Task instructions:
Find every line in the records that contains the word "beige" and copy each one.
━━━━
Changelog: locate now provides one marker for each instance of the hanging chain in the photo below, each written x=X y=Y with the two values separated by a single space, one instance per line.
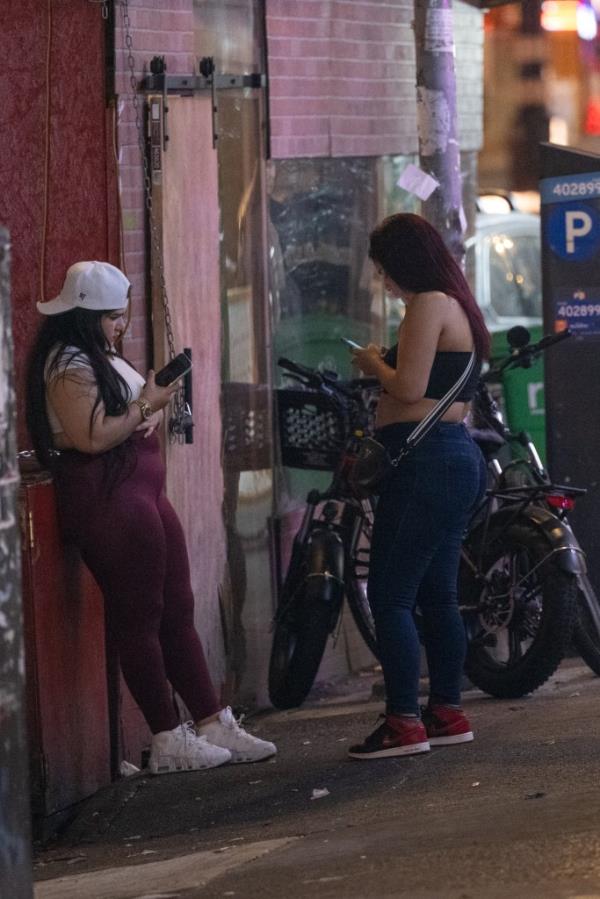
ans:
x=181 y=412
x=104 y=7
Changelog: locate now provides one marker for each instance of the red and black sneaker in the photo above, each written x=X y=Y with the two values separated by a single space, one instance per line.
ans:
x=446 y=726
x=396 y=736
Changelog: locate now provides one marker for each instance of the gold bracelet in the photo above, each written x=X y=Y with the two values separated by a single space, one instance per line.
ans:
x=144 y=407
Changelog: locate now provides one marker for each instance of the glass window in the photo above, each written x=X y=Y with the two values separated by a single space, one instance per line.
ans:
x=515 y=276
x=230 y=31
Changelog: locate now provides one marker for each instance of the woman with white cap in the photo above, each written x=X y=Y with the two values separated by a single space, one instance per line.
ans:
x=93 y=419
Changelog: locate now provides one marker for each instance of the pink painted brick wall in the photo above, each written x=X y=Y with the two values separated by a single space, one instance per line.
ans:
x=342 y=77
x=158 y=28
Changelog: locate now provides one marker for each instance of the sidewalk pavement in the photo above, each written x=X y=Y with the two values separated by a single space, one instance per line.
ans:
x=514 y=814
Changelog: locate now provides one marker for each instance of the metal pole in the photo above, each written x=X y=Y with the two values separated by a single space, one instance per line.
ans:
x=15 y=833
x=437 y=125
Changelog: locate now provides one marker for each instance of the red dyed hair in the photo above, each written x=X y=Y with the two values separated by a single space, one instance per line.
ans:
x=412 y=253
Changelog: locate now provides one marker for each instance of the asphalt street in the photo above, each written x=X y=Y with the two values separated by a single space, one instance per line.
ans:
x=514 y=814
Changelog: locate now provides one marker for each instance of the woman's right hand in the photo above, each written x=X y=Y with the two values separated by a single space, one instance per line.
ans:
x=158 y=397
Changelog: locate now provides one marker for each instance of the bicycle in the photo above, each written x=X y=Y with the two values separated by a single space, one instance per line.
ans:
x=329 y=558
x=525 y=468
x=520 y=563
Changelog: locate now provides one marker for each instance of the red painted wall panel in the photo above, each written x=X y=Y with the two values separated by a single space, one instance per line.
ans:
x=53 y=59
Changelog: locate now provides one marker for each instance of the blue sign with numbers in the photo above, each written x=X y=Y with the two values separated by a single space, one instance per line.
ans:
━━━━
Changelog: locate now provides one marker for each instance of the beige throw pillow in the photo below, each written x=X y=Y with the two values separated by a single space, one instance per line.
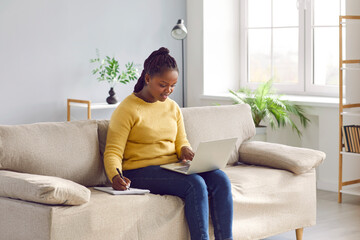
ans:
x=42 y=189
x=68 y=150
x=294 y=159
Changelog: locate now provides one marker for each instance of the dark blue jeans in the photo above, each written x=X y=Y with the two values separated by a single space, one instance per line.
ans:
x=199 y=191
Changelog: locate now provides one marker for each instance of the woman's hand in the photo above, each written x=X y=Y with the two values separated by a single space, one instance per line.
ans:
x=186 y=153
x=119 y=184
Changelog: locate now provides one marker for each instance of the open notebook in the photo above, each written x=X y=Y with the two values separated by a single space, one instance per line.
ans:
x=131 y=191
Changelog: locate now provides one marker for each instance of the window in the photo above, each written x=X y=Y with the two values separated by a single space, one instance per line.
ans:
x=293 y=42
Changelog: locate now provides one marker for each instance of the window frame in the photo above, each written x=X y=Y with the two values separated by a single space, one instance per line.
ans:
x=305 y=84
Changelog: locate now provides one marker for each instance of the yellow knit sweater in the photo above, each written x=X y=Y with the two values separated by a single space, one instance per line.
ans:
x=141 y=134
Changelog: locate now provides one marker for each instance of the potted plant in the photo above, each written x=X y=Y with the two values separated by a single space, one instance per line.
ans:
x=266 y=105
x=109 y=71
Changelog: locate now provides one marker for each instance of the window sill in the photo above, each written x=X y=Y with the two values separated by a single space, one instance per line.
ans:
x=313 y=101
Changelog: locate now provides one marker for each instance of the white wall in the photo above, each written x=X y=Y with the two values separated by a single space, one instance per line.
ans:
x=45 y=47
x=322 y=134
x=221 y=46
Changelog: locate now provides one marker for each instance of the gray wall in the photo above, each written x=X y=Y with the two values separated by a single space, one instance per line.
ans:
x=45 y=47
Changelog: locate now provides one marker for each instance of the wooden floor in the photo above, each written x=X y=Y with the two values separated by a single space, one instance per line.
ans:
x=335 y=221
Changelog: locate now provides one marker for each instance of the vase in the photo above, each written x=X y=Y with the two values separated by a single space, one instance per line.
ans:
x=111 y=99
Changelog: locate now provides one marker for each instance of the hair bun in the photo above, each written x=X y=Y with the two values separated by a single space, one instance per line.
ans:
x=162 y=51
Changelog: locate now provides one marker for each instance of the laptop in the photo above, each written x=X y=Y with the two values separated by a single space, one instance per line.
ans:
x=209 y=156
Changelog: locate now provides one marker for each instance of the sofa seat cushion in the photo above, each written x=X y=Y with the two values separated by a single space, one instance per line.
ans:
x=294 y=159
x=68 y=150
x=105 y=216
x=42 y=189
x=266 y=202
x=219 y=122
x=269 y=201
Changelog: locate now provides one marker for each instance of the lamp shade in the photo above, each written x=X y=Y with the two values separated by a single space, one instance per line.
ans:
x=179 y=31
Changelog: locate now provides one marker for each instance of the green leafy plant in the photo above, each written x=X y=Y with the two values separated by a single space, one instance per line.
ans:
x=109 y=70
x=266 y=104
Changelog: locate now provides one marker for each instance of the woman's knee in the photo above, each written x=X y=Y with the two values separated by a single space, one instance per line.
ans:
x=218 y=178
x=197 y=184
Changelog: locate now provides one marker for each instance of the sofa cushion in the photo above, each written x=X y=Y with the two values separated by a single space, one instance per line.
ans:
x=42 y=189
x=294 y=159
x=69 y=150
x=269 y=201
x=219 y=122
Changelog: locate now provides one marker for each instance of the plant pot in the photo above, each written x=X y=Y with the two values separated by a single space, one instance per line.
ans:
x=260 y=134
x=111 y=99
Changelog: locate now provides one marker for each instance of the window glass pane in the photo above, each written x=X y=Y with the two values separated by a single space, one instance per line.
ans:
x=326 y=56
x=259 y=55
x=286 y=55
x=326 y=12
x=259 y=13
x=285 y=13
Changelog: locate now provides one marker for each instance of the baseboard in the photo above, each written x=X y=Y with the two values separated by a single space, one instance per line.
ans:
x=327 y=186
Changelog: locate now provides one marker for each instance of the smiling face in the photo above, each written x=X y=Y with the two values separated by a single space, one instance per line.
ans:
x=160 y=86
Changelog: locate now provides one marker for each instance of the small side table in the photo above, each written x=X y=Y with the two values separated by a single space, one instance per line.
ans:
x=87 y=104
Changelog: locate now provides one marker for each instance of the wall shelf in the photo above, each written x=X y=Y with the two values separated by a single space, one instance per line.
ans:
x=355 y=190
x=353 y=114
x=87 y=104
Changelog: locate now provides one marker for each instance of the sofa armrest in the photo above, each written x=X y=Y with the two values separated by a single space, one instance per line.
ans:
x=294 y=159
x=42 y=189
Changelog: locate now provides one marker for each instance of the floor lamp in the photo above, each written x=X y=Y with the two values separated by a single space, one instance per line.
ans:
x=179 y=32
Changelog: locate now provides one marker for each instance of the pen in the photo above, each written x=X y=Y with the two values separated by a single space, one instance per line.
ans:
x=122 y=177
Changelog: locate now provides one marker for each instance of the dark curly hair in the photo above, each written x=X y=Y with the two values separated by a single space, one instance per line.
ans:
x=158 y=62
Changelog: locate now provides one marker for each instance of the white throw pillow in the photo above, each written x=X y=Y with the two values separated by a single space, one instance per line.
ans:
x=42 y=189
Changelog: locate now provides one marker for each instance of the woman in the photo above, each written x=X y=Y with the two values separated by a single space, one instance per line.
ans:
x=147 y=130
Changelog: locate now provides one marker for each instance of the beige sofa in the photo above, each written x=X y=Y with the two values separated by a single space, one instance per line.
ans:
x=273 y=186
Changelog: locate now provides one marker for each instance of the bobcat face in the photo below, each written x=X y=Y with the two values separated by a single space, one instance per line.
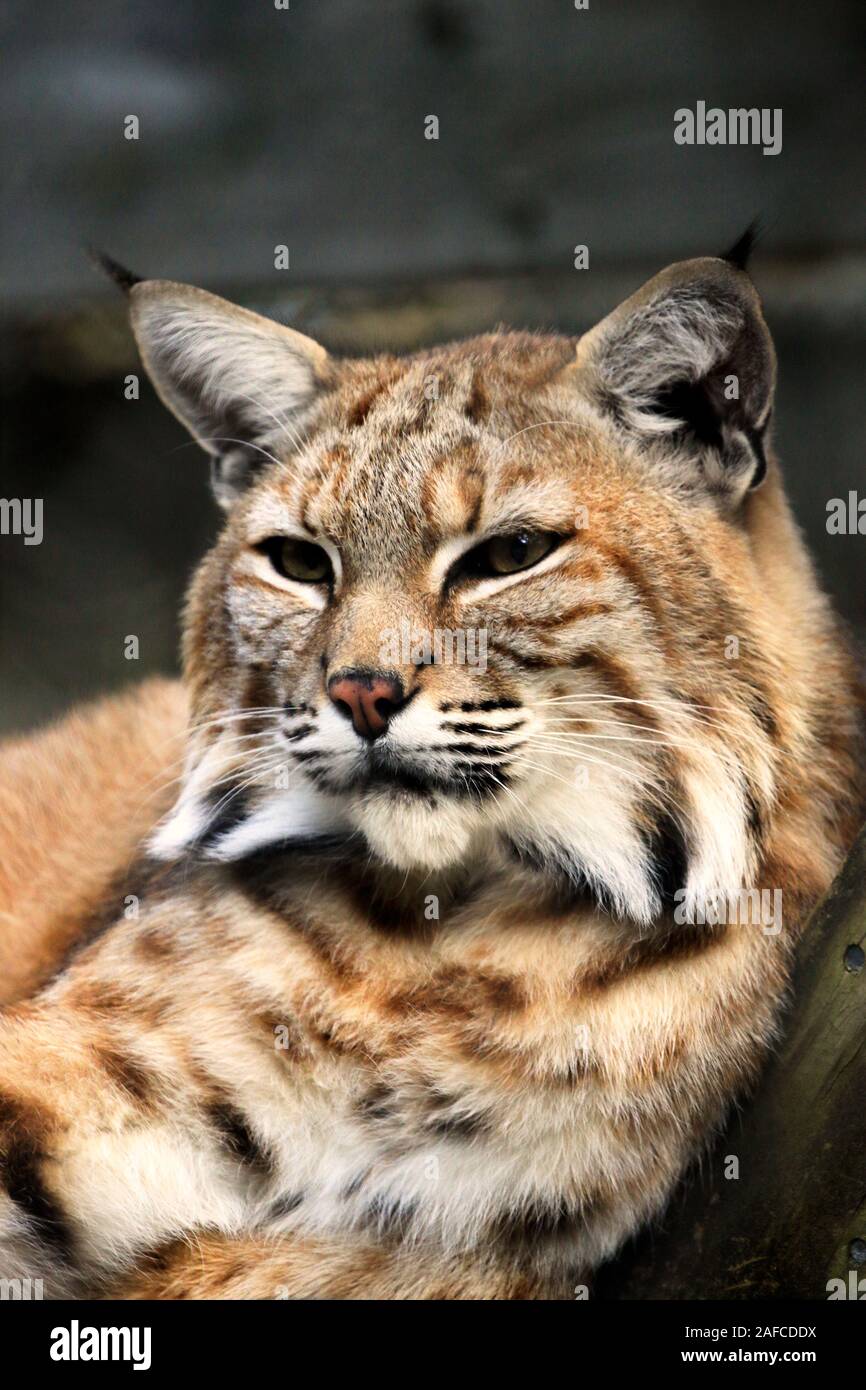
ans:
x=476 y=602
━━━━
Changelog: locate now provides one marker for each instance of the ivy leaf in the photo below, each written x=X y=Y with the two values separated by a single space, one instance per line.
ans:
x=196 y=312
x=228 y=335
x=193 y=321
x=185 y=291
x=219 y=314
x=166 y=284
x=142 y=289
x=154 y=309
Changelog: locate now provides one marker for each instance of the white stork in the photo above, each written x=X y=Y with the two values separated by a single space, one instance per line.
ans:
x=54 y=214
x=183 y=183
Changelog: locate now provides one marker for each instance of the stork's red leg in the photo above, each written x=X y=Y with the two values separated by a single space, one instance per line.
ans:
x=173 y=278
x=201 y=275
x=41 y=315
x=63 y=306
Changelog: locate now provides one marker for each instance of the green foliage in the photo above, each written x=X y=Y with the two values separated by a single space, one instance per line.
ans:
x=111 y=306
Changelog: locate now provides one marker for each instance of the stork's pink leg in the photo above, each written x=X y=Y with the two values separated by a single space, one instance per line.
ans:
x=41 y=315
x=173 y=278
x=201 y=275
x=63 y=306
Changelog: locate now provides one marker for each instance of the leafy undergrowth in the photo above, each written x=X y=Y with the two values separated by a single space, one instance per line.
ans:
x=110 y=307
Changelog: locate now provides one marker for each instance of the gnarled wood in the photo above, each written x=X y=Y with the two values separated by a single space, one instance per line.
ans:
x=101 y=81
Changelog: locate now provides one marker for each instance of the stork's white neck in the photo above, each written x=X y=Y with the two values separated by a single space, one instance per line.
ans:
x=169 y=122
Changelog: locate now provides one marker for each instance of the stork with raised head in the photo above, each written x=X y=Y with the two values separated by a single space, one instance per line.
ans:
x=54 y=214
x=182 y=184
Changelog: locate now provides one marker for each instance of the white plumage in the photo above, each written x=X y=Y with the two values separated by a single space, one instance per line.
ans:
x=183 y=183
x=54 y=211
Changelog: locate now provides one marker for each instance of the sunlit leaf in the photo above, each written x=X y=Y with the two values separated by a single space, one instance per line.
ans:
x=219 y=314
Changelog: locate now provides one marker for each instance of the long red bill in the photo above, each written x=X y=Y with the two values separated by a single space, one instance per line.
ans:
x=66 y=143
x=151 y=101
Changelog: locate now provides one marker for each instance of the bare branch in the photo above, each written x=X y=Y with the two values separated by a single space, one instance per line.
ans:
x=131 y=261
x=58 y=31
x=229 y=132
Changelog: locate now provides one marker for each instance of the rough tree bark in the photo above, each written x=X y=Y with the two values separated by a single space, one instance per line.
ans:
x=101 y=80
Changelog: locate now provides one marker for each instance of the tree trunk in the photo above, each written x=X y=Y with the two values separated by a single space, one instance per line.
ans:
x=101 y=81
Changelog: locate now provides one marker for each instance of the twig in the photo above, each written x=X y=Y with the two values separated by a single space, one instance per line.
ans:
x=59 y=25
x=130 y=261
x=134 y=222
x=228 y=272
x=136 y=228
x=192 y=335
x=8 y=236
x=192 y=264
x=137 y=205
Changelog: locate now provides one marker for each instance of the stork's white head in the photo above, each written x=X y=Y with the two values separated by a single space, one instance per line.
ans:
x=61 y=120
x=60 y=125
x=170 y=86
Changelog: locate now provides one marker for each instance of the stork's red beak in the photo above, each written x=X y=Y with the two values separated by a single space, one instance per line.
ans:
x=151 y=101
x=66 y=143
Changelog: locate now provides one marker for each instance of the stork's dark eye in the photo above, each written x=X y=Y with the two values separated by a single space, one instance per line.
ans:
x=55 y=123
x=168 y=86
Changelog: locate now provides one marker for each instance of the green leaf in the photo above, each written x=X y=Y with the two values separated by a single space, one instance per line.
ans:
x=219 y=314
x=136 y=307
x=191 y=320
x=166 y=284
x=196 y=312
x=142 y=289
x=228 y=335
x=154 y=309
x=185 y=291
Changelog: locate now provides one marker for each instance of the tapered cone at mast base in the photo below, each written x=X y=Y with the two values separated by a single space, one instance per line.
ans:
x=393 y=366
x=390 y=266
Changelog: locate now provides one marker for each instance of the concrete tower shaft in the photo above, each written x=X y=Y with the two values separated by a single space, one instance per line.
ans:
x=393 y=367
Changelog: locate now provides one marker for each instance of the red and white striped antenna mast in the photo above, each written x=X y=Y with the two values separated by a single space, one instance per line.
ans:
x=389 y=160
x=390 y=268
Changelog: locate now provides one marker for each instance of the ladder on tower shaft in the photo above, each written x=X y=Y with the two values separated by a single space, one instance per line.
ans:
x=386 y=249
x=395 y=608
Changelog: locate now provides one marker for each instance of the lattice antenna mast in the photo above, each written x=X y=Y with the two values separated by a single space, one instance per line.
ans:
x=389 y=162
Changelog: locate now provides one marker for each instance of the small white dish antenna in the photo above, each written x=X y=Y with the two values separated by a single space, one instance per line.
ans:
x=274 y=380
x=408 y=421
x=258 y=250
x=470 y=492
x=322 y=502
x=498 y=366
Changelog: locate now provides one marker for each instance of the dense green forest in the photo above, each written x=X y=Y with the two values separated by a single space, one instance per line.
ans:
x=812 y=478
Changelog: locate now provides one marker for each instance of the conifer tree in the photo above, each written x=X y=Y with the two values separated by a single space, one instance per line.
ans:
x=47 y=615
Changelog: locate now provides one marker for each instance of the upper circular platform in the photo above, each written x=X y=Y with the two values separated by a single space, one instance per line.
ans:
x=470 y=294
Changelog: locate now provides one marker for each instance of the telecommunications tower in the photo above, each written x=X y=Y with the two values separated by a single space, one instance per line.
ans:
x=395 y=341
━━━━
Solved exercise:
Changelog: locate now provides one marker for each instance of the beige throw pillow in the photo below, each written x=X y=Y with the two values separated by a single space, one instance per line.
Changelog: locate now provides one marker for each instance of the beige sofa in the photo above, each written x=X y=Y with the two values separated by a single space, one instance per line.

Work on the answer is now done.